ФРАГМЕНТ ДОКУМЕНТА
------

Меня “снимают” каждую неделю. Параллельно говорят о том, что есть конфликты внутри Офиса президента, что Трофимов борется с Ермаком, Ермак – с Трофимовым. Я хочу сказать, что это все неправда, инсинуации

– Какие отношения у вас с Владимиром Александровичем?

– Отношения хорошие. Президента и главы области.

– Вы часто встречаетесь?

– Достаточно часто, да.

– Он задает много вопросов?

– Конечно. Он постоянно интересуется регионом. Я постоянно рассказываю, что происходит. Потому что у меня же много информации. И я, по сути, глаза, уши, руки, ноги президента на месте.

– Откуда вы черпаете информацию?

– Достаточно много механизмов и источников ее получения. Я же провожу еженедельные совещания с правоохранительными органами, мы обсуждаем ряд животрепещущих тем для региона. Но мне в силу должности приходится вникать и углубляться во все процессы, которые происходят. Это важно.

– Владимир Александрович шутит во время встреч? Бывает такое?

– Конечно, иногда шутит. Но в основном это серьезные разговоры, связанные с управлением.

– Плюсы и минусы президента?

– О плюсах я сказал уже. Он очень вовлечен в процессы. При этом я бы обозначил это и как минус. Он очень многое пропускает через себя. Потому что у него, на мой взгляд, высокий эмоциональный интеллект и он впитывает эти истории. Конечно же, местами расстраивается. Тут от политики иногда нужно абстрагироваться, от происходящего.

– Он остался человеком после полутора лет пребывания на такой должности, человеком, которым все его любили и знали?

– Он точно остался человеком. Я думаю, человеком с большой буквы. Именно человечные люди и воспринимают происходящее, пропуская все через себя. Увы, но это так. Изменился ли? Я не знал его до этого. Но понятно, что мы смотрели все через экраны на него. Но точно политика закаляет. Я по себе могу судить. Определенные процессы трансформации происходят.

------

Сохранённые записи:
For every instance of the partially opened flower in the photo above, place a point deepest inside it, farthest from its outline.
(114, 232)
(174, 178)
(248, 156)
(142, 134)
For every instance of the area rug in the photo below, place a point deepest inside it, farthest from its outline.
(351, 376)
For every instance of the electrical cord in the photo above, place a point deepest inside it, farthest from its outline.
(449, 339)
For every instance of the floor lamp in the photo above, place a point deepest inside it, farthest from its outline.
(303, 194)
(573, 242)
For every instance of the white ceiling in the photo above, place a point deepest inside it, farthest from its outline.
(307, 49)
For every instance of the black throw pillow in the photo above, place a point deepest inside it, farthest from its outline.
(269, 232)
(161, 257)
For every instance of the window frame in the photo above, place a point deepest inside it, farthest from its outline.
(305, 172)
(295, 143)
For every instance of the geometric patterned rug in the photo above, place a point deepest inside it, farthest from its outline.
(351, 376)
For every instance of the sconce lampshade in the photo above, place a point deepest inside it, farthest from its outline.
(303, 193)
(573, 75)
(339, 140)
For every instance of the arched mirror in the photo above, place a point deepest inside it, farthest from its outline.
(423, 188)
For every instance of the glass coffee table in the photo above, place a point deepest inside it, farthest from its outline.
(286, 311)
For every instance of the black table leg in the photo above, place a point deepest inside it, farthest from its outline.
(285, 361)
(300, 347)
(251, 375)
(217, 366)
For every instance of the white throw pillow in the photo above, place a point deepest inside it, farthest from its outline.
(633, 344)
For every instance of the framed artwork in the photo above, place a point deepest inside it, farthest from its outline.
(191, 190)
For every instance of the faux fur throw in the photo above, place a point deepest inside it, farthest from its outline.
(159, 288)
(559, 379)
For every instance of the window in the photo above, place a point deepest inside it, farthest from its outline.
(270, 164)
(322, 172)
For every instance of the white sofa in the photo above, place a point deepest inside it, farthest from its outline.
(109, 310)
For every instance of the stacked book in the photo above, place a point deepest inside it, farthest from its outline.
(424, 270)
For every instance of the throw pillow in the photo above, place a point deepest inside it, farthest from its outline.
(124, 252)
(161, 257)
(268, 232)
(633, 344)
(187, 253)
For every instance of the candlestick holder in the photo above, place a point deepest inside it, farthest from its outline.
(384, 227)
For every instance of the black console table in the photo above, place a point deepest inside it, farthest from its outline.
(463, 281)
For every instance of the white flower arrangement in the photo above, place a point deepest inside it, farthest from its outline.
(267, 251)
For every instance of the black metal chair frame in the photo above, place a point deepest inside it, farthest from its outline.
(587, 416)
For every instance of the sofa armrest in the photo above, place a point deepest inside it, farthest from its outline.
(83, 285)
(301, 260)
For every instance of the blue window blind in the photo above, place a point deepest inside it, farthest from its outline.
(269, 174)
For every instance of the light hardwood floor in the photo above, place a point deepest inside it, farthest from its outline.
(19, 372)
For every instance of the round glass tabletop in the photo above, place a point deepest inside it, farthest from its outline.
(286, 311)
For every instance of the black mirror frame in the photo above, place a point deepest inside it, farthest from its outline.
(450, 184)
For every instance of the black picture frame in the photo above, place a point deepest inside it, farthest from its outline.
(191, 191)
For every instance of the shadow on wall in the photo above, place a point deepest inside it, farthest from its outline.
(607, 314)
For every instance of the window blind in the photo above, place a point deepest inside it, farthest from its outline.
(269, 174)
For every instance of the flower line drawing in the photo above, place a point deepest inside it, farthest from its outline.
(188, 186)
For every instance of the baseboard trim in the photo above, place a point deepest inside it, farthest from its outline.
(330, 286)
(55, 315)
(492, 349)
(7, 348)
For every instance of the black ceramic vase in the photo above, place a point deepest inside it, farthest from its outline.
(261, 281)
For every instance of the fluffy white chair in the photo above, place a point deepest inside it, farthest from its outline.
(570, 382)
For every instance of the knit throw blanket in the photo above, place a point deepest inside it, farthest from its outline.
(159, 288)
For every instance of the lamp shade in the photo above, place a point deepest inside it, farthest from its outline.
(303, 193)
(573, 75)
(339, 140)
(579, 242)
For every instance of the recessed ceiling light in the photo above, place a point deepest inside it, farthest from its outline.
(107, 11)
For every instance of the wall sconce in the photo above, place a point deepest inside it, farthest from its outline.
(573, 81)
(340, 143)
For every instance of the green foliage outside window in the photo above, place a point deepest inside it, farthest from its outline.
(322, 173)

------

ЗАДАНИЕ
Изложите короче абзац интервью, который начинается словами «Достаточно много механизмов», сохранив его основные факты.

ОТВЕТ
Информацию я получаю из многих источников. В частности, еженедельно провожу совещания с правоохранительными органами, где обсуждаем острые для региона темы. Должность обязывает вникать во все происходящие процессы, и это важно.